-------- Data entries
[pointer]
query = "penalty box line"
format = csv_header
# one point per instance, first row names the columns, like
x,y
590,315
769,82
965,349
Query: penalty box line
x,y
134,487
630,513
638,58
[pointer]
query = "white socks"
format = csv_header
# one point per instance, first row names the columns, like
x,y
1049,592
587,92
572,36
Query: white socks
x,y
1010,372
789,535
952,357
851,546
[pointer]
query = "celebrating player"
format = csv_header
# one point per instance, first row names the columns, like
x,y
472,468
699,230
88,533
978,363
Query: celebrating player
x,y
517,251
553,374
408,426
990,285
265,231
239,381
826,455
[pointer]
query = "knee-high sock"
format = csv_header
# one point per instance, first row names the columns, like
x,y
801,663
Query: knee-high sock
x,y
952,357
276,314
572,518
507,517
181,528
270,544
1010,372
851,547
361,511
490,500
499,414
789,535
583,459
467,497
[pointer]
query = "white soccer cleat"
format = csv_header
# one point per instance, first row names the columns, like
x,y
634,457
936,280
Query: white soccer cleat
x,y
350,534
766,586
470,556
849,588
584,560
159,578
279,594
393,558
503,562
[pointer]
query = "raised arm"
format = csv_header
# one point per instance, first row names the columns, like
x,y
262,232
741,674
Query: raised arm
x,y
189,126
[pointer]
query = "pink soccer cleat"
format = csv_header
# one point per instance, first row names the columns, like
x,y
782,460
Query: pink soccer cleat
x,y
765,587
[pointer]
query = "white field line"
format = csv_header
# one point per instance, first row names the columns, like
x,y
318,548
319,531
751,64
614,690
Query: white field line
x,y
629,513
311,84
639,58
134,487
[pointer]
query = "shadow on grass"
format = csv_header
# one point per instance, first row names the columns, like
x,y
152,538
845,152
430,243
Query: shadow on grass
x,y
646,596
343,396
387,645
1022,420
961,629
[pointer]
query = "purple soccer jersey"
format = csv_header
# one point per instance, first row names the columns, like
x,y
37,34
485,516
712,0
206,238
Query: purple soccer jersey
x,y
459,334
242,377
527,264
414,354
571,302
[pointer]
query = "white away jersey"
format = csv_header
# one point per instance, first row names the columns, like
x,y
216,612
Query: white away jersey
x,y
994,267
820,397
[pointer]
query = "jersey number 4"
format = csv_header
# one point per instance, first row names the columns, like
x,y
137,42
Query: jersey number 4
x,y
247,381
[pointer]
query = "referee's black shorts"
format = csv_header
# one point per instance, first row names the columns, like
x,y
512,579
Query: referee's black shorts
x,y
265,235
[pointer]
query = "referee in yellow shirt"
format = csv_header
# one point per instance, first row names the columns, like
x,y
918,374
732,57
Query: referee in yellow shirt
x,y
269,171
----------------
» Task requirements:
Locate every line of the rows above that contains the string "knee" and copy each one out in full. Case counts.

» Output of the task:
query = "knee-high sock"
Query: knee-high sock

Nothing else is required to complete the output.